> _TASK INSTRUCTIONS_:
1: Answer these questions using the passage on red supergiants, one answer per line, marked (a), (b) and (c):
(a) What does the passage mean by the photo-center?
(b) How long does it take the smaller surface structures in the synthetic maps to evolve?
(c) Which stellar cluster supplied the measurement uncertainties used for comparison with the simulations?
2: Carry the passage on red supergiants forward by a few sentences, starting after its last sentence.
------ TEXT TO READ ------
However, one major uncertainty in the observation of red supergiants is that the position of the photo-center – i.e. the center of light – does not coincide with the barycenter of the star and changes as the convective pattern evolves with time. A theoretical approach is necessary to quantify these motions, based on three-dimensional, hydrodynamic simulations of the gas motion in the atmospheric layers of stars, coupled with radiation. These models simulate the whole envelope of the star over time.
“The synthetic maps show extremely irregular surfaces, where the largest structures evolve on timescales of months or even years, while smaller structures evolve over the course of several weeks,” remarks Andrea Chiavassa of the Laboratoire Lagrange, the Exzellenzcluster ORIGINS, and the Max Planck Institute for Astrophysics, who led the study. “This means that the position of the star is expected to change as a function of time.”
The team calculated the displacement of the photo-center in the simulations and compared it with the measurement uncertainty of stars in χ Perseus, a nearby, young stellar cluster in the EDR 3 data release of the Gaia mission. Gaia is an astrometric, photometric, and spectroscopic space-borne mission that is performing a survey of a large part of the Milky Way. The Perseus stellar cluster is well-studied and contains a relatively large population of red supergiants as well as other stars. “We found that the position uncertainties of red supergiants are much larger than for other stars. This confirms that their surface structures change dramatically with time as predicted by our calculations”, explains Rolf Kudritzki, co-author of the study from the Munich University Observatory and the Institute for Astronomy, Hawaii.
------ PROVIDED INFORMATION ------
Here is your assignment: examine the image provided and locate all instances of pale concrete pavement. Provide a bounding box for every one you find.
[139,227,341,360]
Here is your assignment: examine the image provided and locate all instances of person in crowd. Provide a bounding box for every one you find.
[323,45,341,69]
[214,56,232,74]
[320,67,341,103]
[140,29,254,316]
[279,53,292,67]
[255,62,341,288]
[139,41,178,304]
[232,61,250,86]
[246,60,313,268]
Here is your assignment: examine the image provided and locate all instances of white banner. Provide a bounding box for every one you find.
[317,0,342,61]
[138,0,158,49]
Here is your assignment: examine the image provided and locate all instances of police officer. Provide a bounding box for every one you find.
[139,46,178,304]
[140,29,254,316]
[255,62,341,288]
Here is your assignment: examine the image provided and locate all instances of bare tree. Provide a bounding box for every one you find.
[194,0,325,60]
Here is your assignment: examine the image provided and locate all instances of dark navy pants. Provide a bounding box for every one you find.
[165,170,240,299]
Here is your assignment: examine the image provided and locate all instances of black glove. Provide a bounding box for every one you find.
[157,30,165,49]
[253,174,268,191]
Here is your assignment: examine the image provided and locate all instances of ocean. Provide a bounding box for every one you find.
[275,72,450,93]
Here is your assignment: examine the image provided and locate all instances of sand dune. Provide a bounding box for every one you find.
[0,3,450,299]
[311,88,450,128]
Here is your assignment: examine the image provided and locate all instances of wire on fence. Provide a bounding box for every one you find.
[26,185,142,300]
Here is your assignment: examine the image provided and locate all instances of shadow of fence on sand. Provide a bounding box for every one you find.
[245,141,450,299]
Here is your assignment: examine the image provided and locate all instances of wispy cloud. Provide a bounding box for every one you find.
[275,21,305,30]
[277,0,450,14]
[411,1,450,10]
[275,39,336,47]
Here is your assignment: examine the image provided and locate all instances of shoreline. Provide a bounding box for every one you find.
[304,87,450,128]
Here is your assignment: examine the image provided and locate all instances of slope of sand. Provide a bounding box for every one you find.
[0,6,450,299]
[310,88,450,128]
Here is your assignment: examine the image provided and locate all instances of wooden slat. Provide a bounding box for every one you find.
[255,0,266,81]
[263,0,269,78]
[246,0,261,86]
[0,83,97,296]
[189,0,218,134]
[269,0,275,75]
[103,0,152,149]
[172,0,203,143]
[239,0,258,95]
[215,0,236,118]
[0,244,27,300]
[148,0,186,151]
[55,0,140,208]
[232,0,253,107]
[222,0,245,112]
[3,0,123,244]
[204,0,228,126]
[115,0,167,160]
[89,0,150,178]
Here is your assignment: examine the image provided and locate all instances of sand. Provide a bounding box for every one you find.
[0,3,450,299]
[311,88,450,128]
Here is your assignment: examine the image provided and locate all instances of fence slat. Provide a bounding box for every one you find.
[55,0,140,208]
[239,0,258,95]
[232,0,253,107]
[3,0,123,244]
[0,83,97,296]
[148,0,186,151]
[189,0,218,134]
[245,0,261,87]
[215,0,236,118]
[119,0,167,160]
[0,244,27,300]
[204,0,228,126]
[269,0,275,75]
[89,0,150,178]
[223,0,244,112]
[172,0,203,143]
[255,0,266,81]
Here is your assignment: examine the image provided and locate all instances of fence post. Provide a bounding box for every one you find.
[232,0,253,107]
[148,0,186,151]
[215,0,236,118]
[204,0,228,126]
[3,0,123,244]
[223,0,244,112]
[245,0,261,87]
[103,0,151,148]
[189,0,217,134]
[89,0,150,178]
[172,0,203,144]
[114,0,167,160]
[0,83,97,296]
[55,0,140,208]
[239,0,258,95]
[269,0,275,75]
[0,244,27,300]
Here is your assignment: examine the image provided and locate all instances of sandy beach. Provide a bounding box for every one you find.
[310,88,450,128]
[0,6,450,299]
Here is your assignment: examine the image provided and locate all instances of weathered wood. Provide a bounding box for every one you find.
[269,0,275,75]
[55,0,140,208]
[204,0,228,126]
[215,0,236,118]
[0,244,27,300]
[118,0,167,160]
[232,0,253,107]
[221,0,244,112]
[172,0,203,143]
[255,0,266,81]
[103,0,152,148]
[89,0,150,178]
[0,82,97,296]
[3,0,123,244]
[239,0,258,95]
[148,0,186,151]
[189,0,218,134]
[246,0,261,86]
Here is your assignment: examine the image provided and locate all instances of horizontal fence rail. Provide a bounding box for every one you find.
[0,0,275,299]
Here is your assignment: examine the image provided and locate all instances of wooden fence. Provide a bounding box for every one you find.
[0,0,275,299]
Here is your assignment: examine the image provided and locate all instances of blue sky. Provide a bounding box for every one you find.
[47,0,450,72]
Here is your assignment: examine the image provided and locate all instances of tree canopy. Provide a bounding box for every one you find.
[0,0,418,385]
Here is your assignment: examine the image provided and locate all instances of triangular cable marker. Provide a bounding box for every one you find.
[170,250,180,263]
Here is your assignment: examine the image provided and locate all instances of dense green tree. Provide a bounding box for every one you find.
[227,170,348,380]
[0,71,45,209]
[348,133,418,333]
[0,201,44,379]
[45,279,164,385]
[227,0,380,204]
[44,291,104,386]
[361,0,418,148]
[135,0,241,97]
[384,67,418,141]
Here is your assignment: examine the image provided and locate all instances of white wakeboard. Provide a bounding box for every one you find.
------
> _THE ANSWERS_:
1:
(a) The center of light.
(b) Several weeks.
(c) χ Perseus, in the EDR 3 data release of the Gaia mission.

2:
Red supergiants largely contribute to the chemical enrichment of galaxies. A detailed knowledge of wind physics across the life cycle of these stars is necessary to understand stellar evolution in the near and distant Universe and its impact on the cosmic environment. This requires to trace the total mass ejected as well as its nature, the velocity of the winds, and the overall geometry of the circumstellar envelope.
“The dancing pattern of red giants stars on the sky could teach us more about their boiling envelopes”, explains Selma de Mink, co-author and director at the Max Planck Institute for Astrophysics. “With our approach and combined with the Gaia data, we will be able to extract important information about the stellar dynamics and better understand the physical processes that cause the vigorous convection in these stars.”